Consignes:
1) Dans le texte sur le litige avec l'URSSAF, quel tribunal a rendu le jugement du 25 août 2023 ?
2) Donnez la suite du texte sur le litige avec l'URSSAF, en partant de l'endroit où il s'arrête.

Texte fourni:
________
Après échange d'observations, dans le cadre desquelles l'inspecteur de recouvrement a maintenu les chefs de redressement n°6, 7, 8 et 9 et annulé le chef de redressement n°3 (d'un montant de 1 688 euros), l'URSSAF a notifié à la cotisante une mise en demeure datée du 9 novembre 2018 d'un montant de 94 462 euros (dont 83 707 euros de cotisations et contributions, 2 847 euros de majorations de redressement et 7 008 euros majorations de retard).
Par décision du 30 septembre 2020, la commission de recours amiable a annulé le chef de redressement n°6 d'un montant de 12 060 euros et rejeté les contestations de la cotisante afférentes aux chefs de redressement n°5 et 9.
La cotisante a saisi le 10 décembre 2020 le pôle social d'un tribunal judiciaire.
Par jugement en date du 25 août 2023, le tribunal judiciaire de Toulon, pôle social, a:
* 'considéré' comme non contestés les chefs de redressements n°1, 2, 4, 7, 10, 11, 12, 13, 14, 15, 16, 17 et 18,
* 'considéré comme annulés' les chefs de redressement n°3 et 6,
* 'considéré' comme fondé le chef de redressement n°5 pour son montant de 28 444 euros outre 2 804 euros de majorations de retard,
* 'considéré' comme non fondé le chef de redressement n°8 pour son entier montant de 5 917 euros,
* 'considéré' comme non fondé le chef de redressement n°9 pour son entier montant de 3 970 euros,
* condamné la cotisante à payer à l'URSSAF la somme de 61 757 euros de cotisations outre 2 847 euros de majorations pour absence de mise en conformité outre les majorations de retard à recalculer au titre de la mise en demeure du 9 novembre 2018,
* débouté les parties de leurs demandes sur le fondement de l'article 700 du code de procédure civile,
* condamné la cotisante aux dépens.
________
Données fournies:
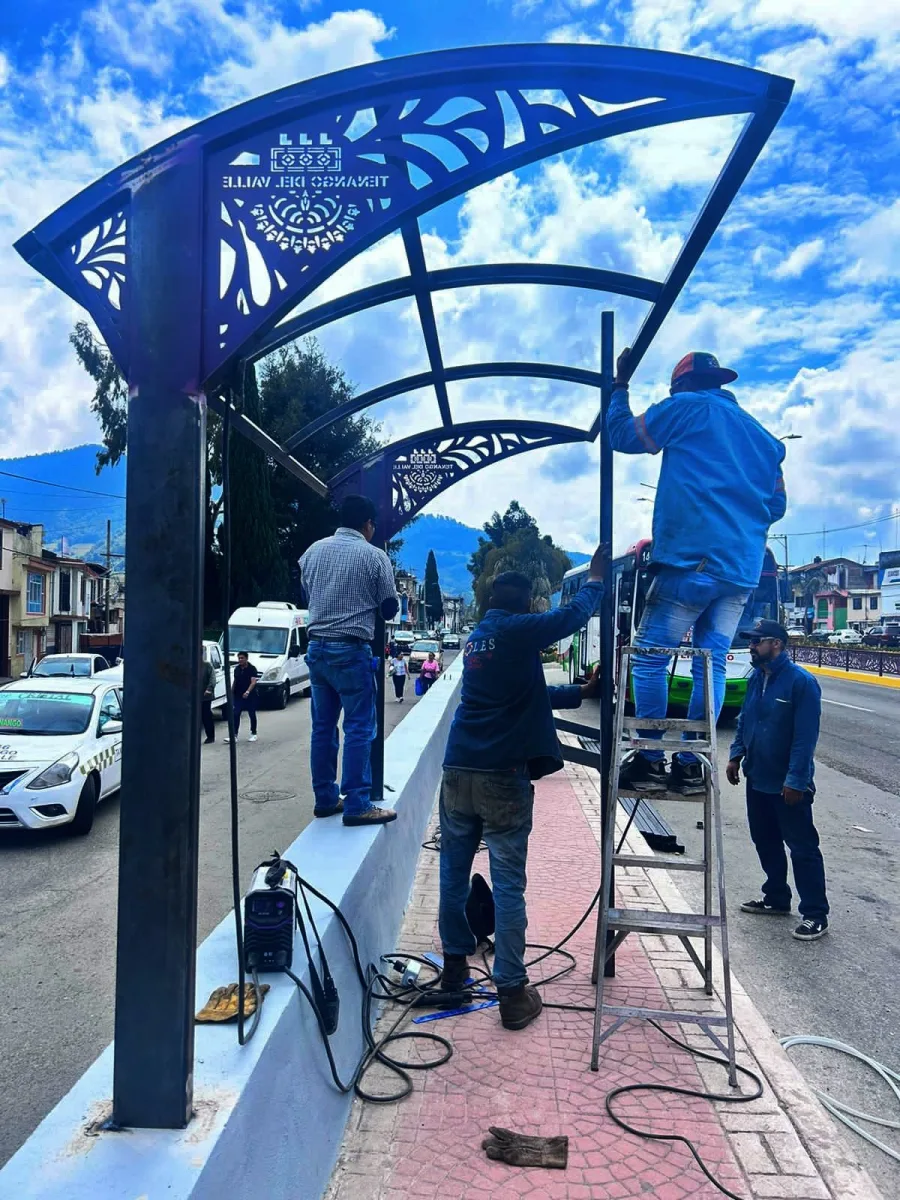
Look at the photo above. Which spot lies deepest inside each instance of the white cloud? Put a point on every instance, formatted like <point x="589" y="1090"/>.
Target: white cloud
________
Réponses par consigne:
1) Le tribunal judiciaire de Toulon, pôle social.

2)
La cotisante en a relevé régulièrement appel dans des conditions de délai et de forme qui ne sont pas discutées recours par déclarations aux [15] en date des 14 septembre 2023 et 25 septembre 2023 enregistrés sous les références RG 23/12022 et 23/11707.
L'URSSAF en a également relevé appel par lettre recommandée avec avis de réception expédiée le 21 septembre 2023. Cette procédure a été enrôlée sous la référence RG 23/12001.
Par ordonnances de jonction en date des 6 octobre 2023 et 28 mai 2025 ces trois procédures ont été jointes sous la référence RG 13/12001.
Par conclusions remises par voie électronique le 22 juillet 2024, modifiées et soutenues à l'audience, auxquelles il est expressément renvoyé pour l'exposé plus ample de ses moyens et arguments, la cotisante sollicite la confirmation du jugement en ce qu'il a annulé les chefs de redressement n°8 et 9 et son infirmation en ce qu'il a jugé non contestés les chefs de redressements n°1, 2, 4, 7, 10, 11, 12, 13, 14, 15, 16, 17 et 18, jugé fondé le chef de redressement n°5 et l'a condamnée au paiement de la somme de 61 757 euros de cotisations outre 2 847 euros de majorations pour absence de mise en conformité outre les majorations de retard à recalculer.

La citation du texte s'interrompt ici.